● **O que se pede**
**a.** Indique se cada afirmação concorda com o excerto, respondendo sim ou não e citando as palavras do excerto que o decidem: (i) o programa de governo anuncia financiamento a 100% do crédito à habitação para jovens até aos 35 anos; (ii) quem escreve trabalha num concelho limítrofe de Lisboa; (iii) quem escreve conta com uma rede de suporte familiar em termos financeiros.
**b.** Traduza para inglês esta frase do excerto: "No programa de governo hoje apresentado anuncia-se a intenção de eliminar o IMT e garantir financiamento a 100% do crédito à habitação para os jovens até aos 35 anos."
**c.** Por favor, diga que valor de renda quem escreve paga, em conjunto com a mulher, segundo o excerto.

● **Excerto selecionado**
***
Entretanto, com a rejeição da moção de confiança, chega ao fim um Governo despudoradamente classista e elitista, que governou a pensar essencialmente em determinados grupos e faixas etárias e para o qual a generalidade da população entre os 36 e os 67 anos de idade serviu apenas para pagar impostos que financiaram medidas e políticas públicas socialmente injustas e fiscalmente desiguais, cujo objectivo principal foi fidelizar determinados segmentos do eleitorado que o anterior Governo do PSD e CDS tinha alienado. A tão propalada estabilidade política não passa de uma farsa com que o Governo tentou escamotear a tragédia da continuada decadência de sectores cruciais para o desenvolvimento do país e o futuro da população, como a saúde e a educação, a habitação e a justiça. Abre-se, agora, uma janela de oportunidade para que um novo Governo tente fazer mais e melhor – e, de preferência, que não tenha problemas de carácter ético e/ou legal que, pese embora aproveitem invariavelmente aos populistas desavergonhados, são sintomáticos da lamentável degradação do regime.

Eternamente arrendatários

No programa de governo hoje apresentado anuncia-se a intenção de eliminar o IMT e garantir financiamento a 100% do crédito à habitação para os jovens até aos 35 anos.

Tenho 37 anos, um vínculo laboral precário, e pago, em conjunto com a minha mulher, uma renda de quase 1500 euros num concelho limítrofe de Lisboa, cidade onde trabalhamos. Não beneficiamos de uma rede de suporte familiar em termos financeiros, atravessámos crises económicas sucessivas desde 2008 e temos tentado, na medida do possível, amealhar para adquirir habitação própria, o que se tem tornado verdadeiramente utópico num país com rendas exorbitantes (na região em que trabalhamos), condições de acesso ao crédito restritivas e (mais) um imposto absurdo, o IMT, que se constitui, em conjunto com a exigência de uma entrada de 10% do valor do casa, num enorme obstáculo, especialmente num contexto em que a especulação imobiliária vingou perante a inércia dos governos anteriores, tornando os preços da habitação incomportáveis para milhares de pessoas que se encontram em situação idêntica à nossa.
***
● **Entradas extraídas**
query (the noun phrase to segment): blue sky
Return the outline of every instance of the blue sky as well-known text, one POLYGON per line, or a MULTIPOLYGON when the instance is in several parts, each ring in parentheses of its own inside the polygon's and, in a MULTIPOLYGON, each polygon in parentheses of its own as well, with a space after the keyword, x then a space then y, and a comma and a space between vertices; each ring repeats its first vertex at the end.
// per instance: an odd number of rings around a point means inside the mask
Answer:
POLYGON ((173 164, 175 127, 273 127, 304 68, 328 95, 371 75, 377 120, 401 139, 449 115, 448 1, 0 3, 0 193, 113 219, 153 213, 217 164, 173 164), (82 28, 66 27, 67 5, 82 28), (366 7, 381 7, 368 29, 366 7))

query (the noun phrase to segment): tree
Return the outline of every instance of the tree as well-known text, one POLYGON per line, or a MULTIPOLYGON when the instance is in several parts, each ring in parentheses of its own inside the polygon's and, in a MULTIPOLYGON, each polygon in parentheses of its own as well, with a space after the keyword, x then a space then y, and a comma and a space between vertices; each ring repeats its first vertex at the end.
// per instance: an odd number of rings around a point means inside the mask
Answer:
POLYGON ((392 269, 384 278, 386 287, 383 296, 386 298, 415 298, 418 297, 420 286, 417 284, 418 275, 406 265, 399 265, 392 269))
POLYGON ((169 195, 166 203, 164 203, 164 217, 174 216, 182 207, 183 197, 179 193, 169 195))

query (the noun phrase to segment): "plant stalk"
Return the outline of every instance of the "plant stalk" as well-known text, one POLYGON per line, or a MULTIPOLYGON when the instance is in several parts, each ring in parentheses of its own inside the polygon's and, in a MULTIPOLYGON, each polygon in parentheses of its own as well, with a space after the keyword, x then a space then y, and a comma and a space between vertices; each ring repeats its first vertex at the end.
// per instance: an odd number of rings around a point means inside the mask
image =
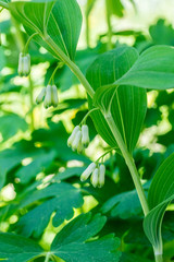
***
● **Soluções do exercício**
**a.**
(i) Sim: "garantir financiamento a 100% do crédito à habitação para os jovens até aos 35 anos".
(ii) Não: "num concelho limítrofe de Lisboa, cidade onde trabalhamos".
(iii) Não: "Não beneficiamos de uma rede de suporte familiar em termos financeiros".

**b.** The government program presented today announces the intention to eliminate the IMT and to guarantee 100% financing of home loans for young people up to the age of 35.

**c.** Quase 1500 euros.